## Text provided:
◆ ◆ ◆

Cardiva's vascular closure system cuts patient recovery times in study
Cardiva's vascular closure system cuts patient recovery times in study

Cardiva Medical's femoral access closure system has outperformed manual compression in a pivotal trial of about 200 patients who underwent arrhythmia ablation procedures, meeting its primary endpoint in a study presented this weekend at the American Heart Association's meeting in Chicago.

Patients treated with the system, Vascade MVP, were able to walk significantly sooner after the procedure than their peers who underwent manual compression and 58% fewer patients used opioid medication after their procedure.

The publication of the findings precedes an anticipated FDA decision about the premarket approval (PMA) of Vascade MVP.

◆ ◆ ◆

## Problem statement:
Please answer from the article on Cardiva's closure system: how many fewer patients treated with Vascade MVP used opioid medication after their procedure, compared with those who underwent manual compression?

◆ ◆ ◆

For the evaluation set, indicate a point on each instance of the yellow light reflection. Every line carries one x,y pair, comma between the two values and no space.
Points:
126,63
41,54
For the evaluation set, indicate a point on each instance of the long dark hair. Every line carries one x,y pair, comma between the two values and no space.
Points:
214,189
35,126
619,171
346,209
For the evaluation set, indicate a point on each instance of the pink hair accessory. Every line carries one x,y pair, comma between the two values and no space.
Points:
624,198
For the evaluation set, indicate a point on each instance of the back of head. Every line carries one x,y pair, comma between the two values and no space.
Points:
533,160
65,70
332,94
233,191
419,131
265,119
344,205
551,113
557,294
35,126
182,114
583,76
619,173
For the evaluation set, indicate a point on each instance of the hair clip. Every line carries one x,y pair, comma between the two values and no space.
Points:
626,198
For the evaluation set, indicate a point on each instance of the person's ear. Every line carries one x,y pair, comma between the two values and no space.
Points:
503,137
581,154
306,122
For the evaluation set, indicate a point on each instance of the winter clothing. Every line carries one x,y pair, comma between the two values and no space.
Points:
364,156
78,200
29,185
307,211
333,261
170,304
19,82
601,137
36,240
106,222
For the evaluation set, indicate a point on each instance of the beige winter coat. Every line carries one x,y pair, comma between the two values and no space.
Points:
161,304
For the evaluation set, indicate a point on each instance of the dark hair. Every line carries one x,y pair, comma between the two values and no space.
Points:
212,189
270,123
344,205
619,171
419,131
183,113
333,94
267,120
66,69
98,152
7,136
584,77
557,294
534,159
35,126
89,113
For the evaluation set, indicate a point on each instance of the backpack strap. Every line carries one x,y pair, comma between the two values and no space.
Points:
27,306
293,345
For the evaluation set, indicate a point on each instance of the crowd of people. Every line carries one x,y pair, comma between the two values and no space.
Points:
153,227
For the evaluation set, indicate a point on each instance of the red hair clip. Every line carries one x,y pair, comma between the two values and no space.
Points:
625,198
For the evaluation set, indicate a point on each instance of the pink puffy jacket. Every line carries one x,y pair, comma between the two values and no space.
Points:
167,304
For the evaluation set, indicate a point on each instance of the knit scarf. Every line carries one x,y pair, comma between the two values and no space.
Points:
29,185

◆ ◆ ◆

## Solution for this task:
58% fewer patients used opioid medication.